> _DATA RECORDS_

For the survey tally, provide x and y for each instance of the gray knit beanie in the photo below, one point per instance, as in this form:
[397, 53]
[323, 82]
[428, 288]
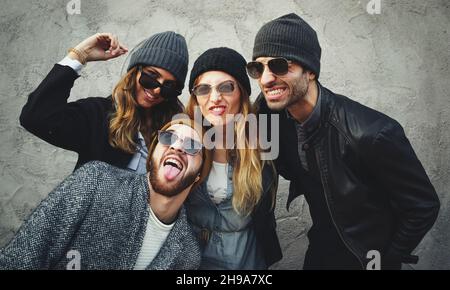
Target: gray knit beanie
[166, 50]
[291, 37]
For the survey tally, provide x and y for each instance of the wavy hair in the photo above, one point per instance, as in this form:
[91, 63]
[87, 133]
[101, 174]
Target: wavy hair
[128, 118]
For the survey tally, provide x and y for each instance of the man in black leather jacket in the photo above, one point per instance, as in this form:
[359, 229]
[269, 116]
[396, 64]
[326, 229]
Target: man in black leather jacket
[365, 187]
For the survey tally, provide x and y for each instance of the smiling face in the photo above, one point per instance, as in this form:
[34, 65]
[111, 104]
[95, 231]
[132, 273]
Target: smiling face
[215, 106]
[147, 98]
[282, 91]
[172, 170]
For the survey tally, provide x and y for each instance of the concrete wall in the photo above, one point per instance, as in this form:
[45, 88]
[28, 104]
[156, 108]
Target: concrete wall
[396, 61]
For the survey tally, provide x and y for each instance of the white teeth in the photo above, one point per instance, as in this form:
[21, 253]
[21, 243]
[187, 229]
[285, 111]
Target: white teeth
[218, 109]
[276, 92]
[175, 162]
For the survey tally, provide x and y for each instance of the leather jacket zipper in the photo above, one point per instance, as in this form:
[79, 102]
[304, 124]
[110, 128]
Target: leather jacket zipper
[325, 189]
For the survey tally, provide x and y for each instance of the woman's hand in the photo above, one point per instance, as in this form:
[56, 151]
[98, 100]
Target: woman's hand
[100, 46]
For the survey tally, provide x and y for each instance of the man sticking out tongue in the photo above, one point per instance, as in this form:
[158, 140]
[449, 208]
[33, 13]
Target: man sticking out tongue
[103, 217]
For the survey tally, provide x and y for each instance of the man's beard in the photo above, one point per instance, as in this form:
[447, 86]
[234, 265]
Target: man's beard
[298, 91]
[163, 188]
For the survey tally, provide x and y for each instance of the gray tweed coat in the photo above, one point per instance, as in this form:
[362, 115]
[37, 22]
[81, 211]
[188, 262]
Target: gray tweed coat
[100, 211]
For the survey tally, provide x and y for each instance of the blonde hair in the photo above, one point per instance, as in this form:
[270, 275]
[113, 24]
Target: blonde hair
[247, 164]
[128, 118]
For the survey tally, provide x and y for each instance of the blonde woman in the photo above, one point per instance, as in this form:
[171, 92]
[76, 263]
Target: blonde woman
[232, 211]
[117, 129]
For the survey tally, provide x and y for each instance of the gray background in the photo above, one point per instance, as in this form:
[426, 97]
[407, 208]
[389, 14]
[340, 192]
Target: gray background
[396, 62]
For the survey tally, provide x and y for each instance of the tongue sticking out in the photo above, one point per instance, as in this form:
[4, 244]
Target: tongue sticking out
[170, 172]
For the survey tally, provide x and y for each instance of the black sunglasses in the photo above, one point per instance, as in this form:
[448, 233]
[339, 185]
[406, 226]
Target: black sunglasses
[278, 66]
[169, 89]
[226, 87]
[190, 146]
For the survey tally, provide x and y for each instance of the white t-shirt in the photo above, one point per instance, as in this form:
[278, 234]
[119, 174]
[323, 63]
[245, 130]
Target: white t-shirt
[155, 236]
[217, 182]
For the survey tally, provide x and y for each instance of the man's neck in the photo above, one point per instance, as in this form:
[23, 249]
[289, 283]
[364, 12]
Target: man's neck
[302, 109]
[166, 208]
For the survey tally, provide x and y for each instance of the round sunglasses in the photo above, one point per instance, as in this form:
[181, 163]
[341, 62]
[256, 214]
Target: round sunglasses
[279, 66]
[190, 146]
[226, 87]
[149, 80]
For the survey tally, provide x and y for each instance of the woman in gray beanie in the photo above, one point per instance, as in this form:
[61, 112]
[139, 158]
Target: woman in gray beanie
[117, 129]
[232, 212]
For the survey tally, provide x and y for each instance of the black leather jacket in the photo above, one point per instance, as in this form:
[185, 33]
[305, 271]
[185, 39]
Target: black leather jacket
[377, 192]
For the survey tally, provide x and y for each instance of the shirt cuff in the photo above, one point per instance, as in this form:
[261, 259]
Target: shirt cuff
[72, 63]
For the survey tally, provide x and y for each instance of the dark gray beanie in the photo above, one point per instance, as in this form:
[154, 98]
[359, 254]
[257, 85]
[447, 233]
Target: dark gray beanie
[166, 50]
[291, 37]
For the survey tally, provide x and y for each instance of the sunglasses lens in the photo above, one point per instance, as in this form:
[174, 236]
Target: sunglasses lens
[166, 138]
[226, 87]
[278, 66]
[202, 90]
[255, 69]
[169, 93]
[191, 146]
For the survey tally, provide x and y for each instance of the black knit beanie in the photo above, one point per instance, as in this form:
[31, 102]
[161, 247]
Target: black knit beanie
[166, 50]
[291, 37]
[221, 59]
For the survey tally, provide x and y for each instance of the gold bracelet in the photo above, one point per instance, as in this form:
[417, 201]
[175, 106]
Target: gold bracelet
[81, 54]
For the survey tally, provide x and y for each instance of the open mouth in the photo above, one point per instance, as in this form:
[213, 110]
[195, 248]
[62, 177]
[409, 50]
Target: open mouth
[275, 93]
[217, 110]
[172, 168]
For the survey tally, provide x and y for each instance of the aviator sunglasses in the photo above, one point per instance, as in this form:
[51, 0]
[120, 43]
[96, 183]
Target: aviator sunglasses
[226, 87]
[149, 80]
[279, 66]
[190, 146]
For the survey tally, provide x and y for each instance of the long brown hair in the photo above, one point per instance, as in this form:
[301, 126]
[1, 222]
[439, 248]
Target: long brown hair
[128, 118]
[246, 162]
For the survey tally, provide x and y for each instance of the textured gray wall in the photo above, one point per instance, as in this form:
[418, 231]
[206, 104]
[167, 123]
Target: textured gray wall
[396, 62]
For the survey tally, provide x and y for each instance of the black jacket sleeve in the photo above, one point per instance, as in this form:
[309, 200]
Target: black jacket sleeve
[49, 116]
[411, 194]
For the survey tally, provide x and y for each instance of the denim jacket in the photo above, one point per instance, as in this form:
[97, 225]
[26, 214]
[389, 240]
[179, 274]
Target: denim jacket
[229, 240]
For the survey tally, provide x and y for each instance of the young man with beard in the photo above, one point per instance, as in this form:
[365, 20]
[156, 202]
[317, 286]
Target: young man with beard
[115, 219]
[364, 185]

> _STATED PROBLEM_
Reproduce word for word the lines from the one containing "of the young" through the final line.

> _COMPLETE OUTPUT_
For the survey tally, provide x and y for each instance of the young man with beard in the photo above, one point per instance, as in this form:
[365, 20]
[156, 202]
[317, 286]
Target: young man with beard
[115, 219]
[364, 185]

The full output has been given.